STATED TASK: Copy the entries below, swapping "one per line" for "each on its own line" everywhere it occurs and leaving everything else untouched.

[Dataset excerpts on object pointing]
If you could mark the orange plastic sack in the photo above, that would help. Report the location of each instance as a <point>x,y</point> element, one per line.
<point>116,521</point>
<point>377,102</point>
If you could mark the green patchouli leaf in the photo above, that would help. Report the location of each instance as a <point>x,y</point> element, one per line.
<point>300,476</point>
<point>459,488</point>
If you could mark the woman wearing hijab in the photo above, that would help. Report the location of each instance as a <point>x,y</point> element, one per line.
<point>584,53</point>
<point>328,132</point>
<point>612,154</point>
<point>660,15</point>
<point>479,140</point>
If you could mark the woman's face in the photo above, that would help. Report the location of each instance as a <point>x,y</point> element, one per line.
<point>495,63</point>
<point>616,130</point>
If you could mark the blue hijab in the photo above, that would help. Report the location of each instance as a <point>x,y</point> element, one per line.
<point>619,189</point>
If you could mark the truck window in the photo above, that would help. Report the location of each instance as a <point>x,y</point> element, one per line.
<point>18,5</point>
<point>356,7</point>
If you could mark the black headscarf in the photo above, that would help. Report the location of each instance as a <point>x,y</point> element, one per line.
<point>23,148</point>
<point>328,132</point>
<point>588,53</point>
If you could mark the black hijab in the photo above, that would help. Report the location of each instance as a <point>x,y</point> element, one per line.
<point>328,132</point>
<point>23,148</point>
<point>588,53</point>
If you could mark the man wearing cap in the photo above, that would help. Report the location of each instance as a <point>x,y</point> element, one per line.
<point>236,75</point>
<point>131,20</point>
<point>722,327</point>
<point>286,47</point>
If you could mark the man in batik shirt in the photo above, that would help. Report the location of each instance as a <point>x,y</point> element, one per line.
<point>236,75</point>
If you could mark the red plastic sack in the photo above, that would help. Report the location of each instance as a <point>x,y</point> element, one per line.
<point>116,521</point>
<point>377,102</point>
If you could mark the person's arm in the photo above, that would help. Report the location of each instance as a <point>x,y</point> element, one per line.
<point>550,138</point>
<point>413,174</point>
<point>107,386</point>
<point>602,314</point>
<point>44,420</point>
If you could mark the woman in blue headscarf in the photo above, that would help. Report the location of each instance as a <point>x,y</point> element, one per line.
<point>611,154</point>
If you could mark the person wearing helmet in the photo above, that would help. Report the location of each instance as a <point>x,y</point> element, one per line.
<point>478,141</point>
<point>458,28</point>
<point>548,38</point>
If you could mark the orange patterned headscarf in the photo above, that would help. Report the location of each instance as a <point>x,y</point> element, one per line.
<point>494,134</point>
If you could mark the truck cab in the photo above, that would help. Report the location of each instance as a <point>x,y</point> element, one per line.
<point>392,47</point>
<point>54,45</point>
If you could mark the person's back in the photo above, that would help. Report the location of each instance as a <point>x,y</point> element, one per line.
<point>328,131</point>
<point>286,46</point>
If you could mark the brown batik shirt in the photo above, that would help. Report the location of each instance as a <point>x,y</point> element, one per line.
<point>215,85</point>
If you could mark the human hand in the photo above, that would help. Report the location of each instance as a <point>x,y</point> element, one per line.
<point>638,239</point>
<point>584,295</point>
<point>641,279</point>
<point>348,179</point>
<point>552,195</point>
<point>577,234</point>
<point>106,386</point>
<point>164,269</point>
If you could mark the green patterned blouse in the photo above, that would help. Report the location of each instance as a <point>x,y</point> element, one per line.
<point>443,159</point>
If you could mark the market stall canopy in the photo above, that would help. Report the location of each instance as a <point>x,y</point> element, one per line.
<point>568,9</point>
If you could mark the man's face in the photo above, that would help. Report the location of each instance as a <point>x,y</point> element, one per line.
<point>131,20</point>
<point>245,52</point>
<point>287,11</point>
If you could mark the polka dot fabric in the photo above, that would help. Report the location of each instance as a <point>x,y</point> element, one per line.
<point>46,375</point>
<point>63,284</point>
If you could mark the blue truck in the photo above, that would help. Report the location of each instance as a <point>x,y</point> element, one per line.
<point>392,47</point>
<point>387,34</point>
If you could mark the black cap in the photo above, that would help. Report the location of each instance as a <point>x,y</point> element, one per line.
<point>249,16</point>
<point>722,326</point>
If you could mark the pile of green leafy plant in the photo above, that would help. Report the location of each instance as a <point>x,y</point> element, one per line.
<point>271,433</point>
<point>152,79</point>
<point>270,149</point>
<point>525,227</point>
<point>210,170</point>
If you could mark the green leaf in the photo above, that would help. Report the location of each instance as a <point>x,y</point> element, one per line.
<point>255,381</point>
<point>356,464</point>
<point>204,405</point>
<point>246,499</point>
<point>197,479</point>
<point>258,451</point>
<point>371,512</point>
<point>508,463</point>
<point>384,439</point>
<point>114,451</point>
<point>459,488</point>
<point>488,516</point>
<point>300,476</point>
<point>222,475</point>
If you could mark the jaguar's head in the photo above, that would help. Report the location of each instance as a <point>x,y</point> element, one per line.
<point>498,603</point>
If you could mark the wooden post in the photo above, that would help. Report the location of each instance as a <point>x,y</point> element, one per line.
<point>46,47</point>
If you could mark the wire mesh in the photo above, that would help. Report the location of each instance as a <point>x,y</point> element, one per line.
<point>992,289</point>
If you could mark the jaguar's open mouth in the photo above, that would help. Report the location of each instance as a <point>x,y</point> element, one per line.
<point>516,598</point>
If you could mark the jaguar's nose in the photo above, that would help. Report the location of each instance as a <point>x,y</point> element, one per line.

RESULT BELOW:
If you could mark the orange plastic sack in the photo above, that would help. Report the location of each instance as a <point>x,y</point> element, each on its own line.
<point>116,521</point>
<point>377,102</point>
If you could mark the green patchouli leaf in the photo above, that would help. Report the location of each instance as a <point>x,y</point> element, each on its own line.
<point>300,476</point>
<point>459,488</point>
If you could mark the woman wearing hijab in the photo above, that would help. Report the location of each instance as a <point>x,y</point> element, each on its own line.
<point>584,53</point>
<point>328,132</point>
<point>612,154</point>
<point>660,15</point>
<point>479,140</point>
If you could mark the woman's face in the photo above, that would help. Report the location of each instance as a <point>x,y</point> element, each on its own line.
<point>495,63</point>
<point>616,130</point>
If you could mark the blue hijab in the photo above, that would help. Report the location of each instance as a <point>x,y</point> element, each on its own line.
<point>619,189</point>
If you could mark the truck window in the photo above, that would help. Report the location of each instance as a <point>x,y</point> element, each on its own line.
<point>18,5</point>
<point>356,7</point>
If you could mark the black headscarf in the photo above, that would help. Report the location of each instance as a <point>x,y</point> element, each on its own line.
<point>23,148</point>
<point>328,132</point>
<point>588,53</point>
If you could mark the black hijab in the photo above, that would help. Report the location of each instance as a <point>x,y</point> element, each on its own line.
<point>328,132</point>
<point>23,148</point>
<point>588,53</point>
If you could mark the man wearing cap in the photo above, that would help. Report the location of each instance as a <point>x,y</point> element, each on its own line.
<point>236,75</point>
<point>131,20</point>
<point>722,327</point>
<point>286,47</point>
If you could mark the man in batik shirt in the photo above, that would help. Report the location of each instance as a <point>x,y</point> element, each on its own line.
<point>236,75</point>
If you could mark the red plastic sack in the photo above, that would help. Report the location of each instance as a <point>x,y</point> element, each on its own line.
<point>116,521</point>
<point>377,102</point>
If you could mark the person's arm in the photo above, that would help. Report the location of each instance as a <point>x,y</point> element, each on its own line.
<point>550,138</point>
<point>413,174</point>
<point>107,386</point>
<point>602,314</point>
<point>44,420</point>
If you could mark the woman in blue headscarf in the photo above, that would help. Report the location of each instance as a <point>x,y</point> element, each on its own line.
<point>611,154</point>
If you could mark the person wearing helmet in the photo above, that would help. Report the location of each instance as a <point>x,y</point> element, each on its own line.
<point>478,141</point>
<point>458,28</point>
<point>548,38</point>
If you could mark the orange patterned headscarf in the photo above, that would help. Report the location of each instance as a <point>x,y</point> element, each on its own line.
<point>494,134</point>
If you could mark the truck cab in the photo above, that would help. Report the location of each instance as a <point>x,y</point> element, each on its own line.
<point>392,47</point>
<point>54,45</point>
If you could mark the person's back in the photo above, that would help. Report the location of each instance as a <point>x,y</point> element, each on its own line.
<point>328,131</point>
<point>286,46</point>
If you could mark the brown batik shirt in the photo above, that would help. Report the location of each instance as a <point>x,y</point> element, each on its own line.
<point>215,85</point>
If you could mark the human hand in the photo above, that would help. Report the location of each instance as a <point>x,y</point> element, each on its own line.
<point>638,239</point>
<point>584,295</point>
<point>641,279</point>
<point>348,179</point>
<point>552,195</point>
<point>577,234</point>
<point>106,386</point>
<point>164,269</point>
If you could mark the green patterned blouse in the photo above, that would help. Report the location of each instance as a <point>x,y</point> element, each on its own line.
<point>443,159</point>
If you could mark the market stall canopy in the photo above, that would help. Report the location of each instance as a <point>x,y</point> element, each on its own line.
<point>568,9</point>
If you could mark the man's face in the photo above, that would help. Report the location of each instance as a <point>x,y</point> element, each on its own line.
<point>131,20</point>
<point>245,52</point>
<point>287,11</point>
If you could mark the polka dot fabric in the photo above, that would help. Report the location of each instance as a <point>x,y</point> element, each on its own line.
<point>46,375</point>
<point>63,284</point>
If you could mark the blue truck in the photo above, that would help. Report the location of each instance as a <point>x,y</point> element, each on its own line.
<point>392,47</point>
<point>387,34</point>
If you could mark the black cap in the photo above, that would help. Report the location of each instance as a <point>x,y</point> element, each on its own line.
<point>249,16</point>
<point>722,326</point>
If you could mark the pile of green leafy plant in the photo above, that would help. Report the location of each instance as a <point>x,y</point> element, each on its own line.
<point>271,433</point>
<point>152,79</point>
<point>270,149</point>
<point>525,227</point>
<point>210,170</point>
If you could mark the green leaf in the photo above, that would help. Report the location of each instance as a <point>x,y</point> element, each on its own line.
<point>255,381</point>
<point>356,464</point>
<point>204,405</point>
<point>246,499</point>
<point>197,479</point>
<point>258,451</point>
<point>371,512</point>
<point>508,463</point>
<point>384,439</point>
<point>114,451</point>
<point>459,488</point>
<point>488,516</point>
<point>300,476</point>
<point>222,475</point>
If you could mark the jaguar's head in the photo above, that would help. Report the location of each instance as a <point>x,y</point> element, each on its own line.
<point>498,603</point>
If you could mark the wooden post in the photo above, that would help. Report the location of each instance as a <point>x,y</point> element, each on its own line.
<point>46,47</point>
If you could mark the wire mesh in the photo above, that would help. Report the location of each instance as a <point>x,y</point> element, each on its own line.
<point>992,289</point>
If you could mark the jaguar's open mouth in the photo above, that would help. Report the location of each instance as a <point>x,y</point> element, each on its own line.
<point>516,598</point>
If you could mark the jaguar's nose in the photo above, that would help. Report the location of each instance as a <point>x,y</point> element, each on its own line.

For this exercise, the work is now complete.